§ **Given task**:
Convert all of the data below into a numbered list with one item per line, skipping any blank lines. Leave the pictures out of your answer.

§ **Data to use**:
--- START ---
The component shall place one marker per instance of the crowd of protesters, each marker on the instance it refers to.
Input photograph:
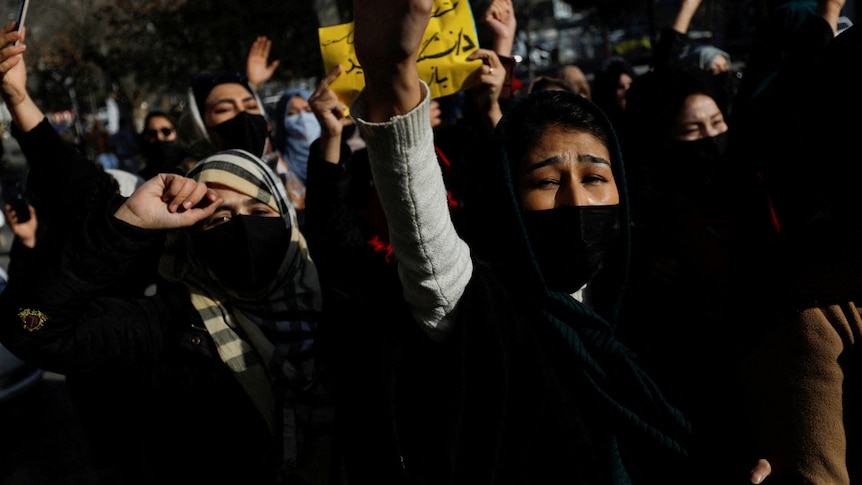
(596, 278)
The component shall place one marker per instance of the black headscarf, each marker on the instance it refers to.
(635, 406)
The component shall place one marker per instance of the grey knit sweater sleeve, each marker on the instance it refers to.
(434, 263)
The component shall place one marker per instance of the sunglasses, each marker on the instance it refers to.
(154, 133)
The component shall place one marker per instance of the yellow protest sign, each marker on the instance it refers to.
(449, 39)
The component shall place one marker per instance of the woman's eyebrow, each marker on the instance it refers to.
(585, 158)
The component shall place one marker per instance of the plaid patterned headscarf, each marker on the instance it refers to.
(256, 336)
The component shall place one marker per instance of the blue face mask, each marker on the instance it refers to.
(302, 129)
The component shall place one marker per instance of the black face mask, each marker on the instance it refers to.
--- END ---
§ **Written answer**:
1. The component shall place one marker per instance of the crowd of protesters, each marker on the instance it refers to.
2. Input photograph:
3. (596, 278)
4. The component shall place one marker per instance of the black headscarf, each marker on the instance it refers to.
5. (635, 406)
6. The component shall place one marker per instance of the grey knit sweater sleeve, each marker on the instance it refers to.
7. (434, 263)
8. The component shall place one marker per instance of the sunglasses, each marker on the instance it refers to.
9. (154, 133)
10. The component shall place one marker per instance of the yellow protest sign, each marker on the instance it refers to.
11. (449, 39)
12. The component shall place one marker per instance of the woman's eyebrow, each marker on the instance it refers to.
13. (585, 158)
14. The component shall place one marker per instance of the plaid patterned headscarf, each marker on the instance it refers to.
15. (256, 336)
16. The component shall place one marker per instance of the blue face mask, each marker on the instance it refers to.
17. (302, 129)
18. The component shall place one marker per instance of the black face mask, each marker on the instance it refers to.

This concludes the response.